═════ INFORMATION GIVEN ═════
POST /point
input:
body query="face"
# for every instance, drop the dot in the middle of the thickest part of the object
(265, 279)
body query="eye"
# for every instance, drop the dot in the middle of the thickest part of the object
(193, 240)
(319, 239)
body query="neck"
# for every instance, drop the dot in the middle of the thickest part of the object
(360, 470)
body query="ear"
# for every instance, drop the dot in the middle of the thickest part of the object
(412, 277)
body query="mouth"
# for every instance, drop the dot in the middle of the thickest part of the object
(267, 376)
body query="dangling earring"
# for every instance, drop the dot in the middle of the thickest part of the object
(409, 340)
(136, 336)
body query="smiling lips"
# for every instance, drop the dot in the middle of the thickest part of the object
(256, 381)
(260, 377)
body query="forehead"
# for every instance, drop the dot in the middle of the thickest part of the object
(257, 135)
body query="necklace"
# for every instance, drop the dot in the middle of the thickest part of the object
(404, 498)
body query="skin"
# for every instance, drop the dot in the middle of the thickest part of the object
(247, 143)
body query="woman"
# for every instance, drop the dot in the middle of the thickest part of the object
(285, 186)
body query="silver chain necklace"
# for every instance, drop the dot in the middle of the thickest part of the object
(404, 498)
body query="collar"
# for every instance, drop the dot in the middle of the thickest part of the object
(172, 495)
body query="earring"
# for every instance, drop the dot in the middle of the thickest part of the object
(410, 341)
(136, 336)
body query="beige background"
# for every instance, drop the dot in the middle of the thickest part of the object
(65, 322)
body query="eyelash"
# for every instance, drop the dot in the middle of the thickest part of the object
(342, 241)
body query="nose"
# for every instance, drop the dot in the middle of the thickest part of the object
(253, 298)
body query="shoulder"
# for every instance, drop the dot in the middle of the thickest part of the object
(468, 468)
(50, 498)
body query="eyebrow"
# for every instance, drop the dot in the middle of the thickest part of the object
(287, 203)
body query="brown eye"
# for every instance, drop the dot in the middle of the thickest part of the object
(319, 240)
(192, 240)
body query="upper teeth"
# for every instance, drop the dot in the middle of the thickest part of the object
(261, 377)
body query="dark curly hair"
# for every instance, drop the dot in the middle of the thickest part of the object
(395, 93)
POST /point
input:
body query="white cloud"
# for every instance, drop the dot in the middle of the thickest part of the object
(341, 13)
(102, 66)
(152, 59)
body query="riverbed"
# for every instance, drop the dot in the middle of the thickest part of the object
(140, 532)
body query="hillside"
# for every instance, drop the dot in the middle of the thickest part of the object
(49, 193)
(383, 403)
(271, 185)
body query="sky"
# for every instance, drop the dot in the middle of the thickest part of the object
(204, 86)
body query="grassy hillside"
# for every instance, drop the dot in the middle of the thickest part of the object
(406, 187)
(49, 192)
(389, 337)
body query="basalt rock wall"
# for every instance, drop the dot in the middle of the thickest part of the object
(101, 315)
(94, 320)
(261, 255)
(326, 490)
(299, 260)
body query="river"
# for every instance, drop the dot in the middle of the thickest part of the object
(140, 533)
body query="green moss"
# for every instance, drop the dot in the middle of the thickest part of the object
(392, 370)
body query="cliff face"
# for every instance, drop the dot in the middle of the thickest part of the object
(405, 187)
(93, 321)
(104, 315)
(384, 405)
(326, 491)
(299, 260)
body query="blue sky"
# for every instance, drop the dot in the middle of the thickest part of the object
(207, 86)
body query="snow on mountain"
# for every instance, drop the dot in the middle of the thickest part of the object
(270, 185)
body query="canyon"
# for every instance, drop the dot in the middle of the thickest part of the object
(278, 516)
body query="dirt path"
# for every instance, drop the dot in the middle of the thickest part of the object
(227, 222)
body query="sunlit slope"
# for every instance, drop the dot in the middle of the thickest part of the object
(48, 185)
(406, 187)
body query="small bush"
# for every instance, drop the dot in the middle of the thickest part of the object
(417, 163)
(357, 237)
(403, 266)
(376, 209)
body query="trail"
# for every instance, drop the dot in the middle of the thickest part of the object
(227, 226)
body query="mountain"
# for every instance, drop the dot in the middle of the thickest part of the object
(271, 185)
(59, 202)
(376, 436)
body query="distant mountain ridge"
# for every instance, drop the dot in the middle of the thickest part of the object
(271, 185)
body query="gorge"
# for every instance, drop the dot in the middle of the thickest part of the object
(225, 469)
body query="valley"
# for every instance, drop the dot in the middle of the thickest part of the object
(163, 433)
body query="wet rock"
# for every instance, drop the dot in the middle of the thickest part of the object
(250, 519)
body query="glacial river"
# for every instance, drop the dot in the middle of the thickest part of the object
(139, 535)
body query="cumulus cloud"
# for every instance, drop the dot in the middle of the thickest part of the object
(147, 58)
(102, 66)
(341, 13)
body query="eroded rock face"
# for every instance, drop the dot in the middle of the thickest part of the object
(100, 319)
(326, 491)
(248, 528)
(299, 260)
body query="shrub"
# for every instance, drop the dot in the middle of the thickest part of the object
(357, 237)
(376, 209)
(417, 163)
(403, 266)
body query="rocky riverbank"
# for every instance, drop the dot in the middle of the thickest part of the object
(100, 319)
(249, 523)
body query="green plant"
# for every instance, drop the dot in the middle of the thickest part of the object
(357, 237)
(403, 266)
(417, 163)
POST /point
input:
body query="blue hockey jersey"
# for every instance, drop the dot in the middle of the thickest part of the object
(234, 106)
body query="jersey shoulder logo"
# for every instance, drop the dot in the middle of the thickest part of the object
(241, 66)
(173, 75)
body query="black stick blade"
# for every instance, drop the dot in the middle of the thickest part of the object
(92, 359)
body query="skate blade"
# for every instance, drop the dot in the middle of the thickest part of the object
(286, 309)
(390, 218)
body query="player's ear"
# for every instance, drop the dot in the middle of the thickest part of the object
═════
#### EXERCISE DESCRIPTION:
Count the lines of the data above where the string "necklace" shows up; reply with the number only.

#### RESPONSE AREA:
2